**RECORDS PROVIDED**
● ● ● ● ●

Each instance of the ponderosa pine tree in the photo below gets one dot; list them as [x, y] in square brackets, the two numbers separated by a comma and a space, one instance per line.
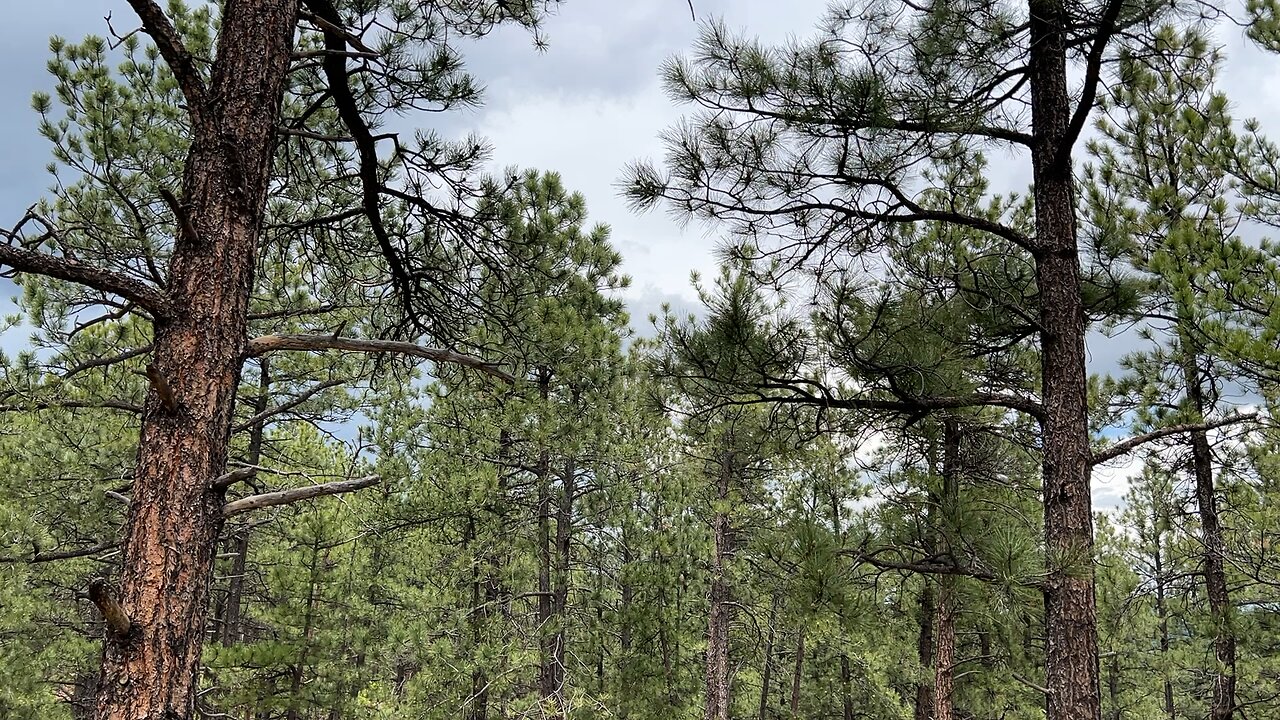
[268, 78]
[817, 150]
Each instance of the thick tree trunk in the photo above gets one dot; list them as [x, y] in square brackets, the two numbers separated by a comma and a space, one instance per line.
[1215, 552]
[1072, 638]
[176, 516]
[945, 657]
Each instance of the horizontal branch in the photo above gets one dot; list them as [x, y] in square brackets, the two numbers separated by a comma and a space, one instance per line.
[295, 495]
[72, 405]
[1134, 442]
[237, 475]
[97, 278]
[293, 402]
[316, 342]
[62, 554]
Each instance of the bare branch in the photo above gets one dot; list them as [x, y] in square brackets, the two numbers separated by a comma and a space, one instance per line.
[237, 475]
[62, 554]
[295, 495]
[174, 54]
[118, 623]
[314, 342]
[1134, 442]
[118, 497]
[273, 411]
[103, 361]
[97, 278]
[72, 405]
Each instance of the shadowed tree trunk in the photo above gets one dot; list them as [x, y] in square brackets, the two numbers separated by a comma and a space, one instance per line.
[720, 597]
[945, 633]
[767, 671]
[1215, 551]
[924, 689]
[176, 514]
[1070, 605]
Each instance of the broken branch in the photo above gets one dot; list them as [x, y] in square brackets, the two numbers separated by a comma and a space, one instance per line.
[118, 623]
[1134, 442]
[295, 495]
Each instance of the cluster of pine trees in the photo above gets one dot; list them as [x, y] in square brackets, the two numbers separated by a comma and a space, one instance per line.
[318, 420]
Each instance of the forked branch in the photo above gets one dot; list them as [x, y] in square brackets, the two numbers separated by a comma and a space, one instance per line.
[1136, 442]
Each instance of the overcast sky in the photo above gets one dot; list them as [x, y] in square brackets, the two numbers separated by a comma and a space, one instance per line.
[586, 106]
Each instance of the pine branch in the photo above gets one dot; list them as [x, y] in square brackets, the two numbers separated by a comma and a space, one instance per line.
[59, 555]
[315, 342]
[1134, 442]
[237, 475]
[97, 278]
[280, 409]
[295, 495]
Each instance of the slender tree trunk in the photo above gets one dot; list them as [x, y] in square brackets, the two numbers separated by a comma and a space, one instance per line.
[718, 600]
[1070, 604]
[297, 673]
[174, 519]
[1215, 552]
[924, 689]
[945, 610]
[233, 610]
[798, 674]
[767, 671]
[545, 598]
[1162, 618]
[1114, 687]
[846, 687]
[562, 580]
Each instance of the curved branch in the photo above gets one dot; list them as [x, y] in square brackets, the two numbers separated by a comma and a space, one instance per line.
[295, 495]
[1134, 442]
[88, 276]
[315, 342]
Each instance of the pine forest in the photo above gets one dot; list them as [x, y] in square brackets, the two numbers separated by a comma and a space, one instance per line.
[312, 410]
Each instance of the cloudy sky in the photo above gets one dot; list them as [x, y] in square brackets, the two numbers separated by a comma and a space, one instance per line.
[586, 106]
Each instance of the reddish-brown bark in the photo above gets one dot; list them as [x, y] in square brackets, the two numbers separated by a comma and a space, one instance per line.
[176, 513]
[1070, 607]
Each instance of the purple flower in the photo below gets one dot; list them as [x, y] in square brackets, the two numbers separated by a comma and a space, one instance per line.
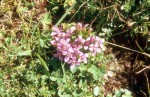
[75, 51]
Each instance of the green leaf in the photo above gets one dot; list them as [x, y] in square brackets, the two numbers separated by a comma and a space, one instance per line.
[42, 62]
[47, 19]
[24, 53]
[53, 78]
[96, 91]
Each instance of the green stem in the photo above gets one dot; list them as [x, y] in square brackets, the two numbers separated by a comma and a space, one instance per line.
[62, 18]
[64, 74]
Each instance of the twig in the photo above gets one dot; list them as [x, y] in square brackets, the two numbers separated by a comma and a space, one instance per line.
[143, 53]
[147, 67]
[78, 10]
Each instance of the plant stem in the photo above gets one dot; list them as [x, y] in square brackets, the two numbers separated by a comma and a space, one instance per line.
[64, 74]
[62, 18]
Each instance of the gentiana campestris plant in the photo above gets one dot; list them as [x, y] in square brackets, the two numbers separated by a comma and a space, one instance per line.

● ● ● ● ●

**REQUIREMENTS**
Find the line that contains "Each instance of the green stem" in the listing above. Retype it and every line after it up to the last, exactly, and nothing else.

**OUTPUT**
Each instance of the green stem in the photo above gets one dot; list them as [x, y] in square brackets, the two numbers separated by a comma and a space, one instance per line.
[62, 18]
[64, 74]
Each instance of the twig in the photo above gets one dot; list them as [x, y] in square brackets, the two numbers separated by a comma and a space, one instance per line.
[143, 53]
[147, 67]
[78, 10]
Each instance of the plant stem in the photo above gets one dot; list them as [x, y] in square brackets, the two numbers separated by a comma and a space, one instance per line.
[64, 74]
[62, 18]
Each instance of the gentiana campestris plant in the photo above gets one dot; list them as [x, y] in square brackets, the two numbers separated by a comma and a space, one instance per line.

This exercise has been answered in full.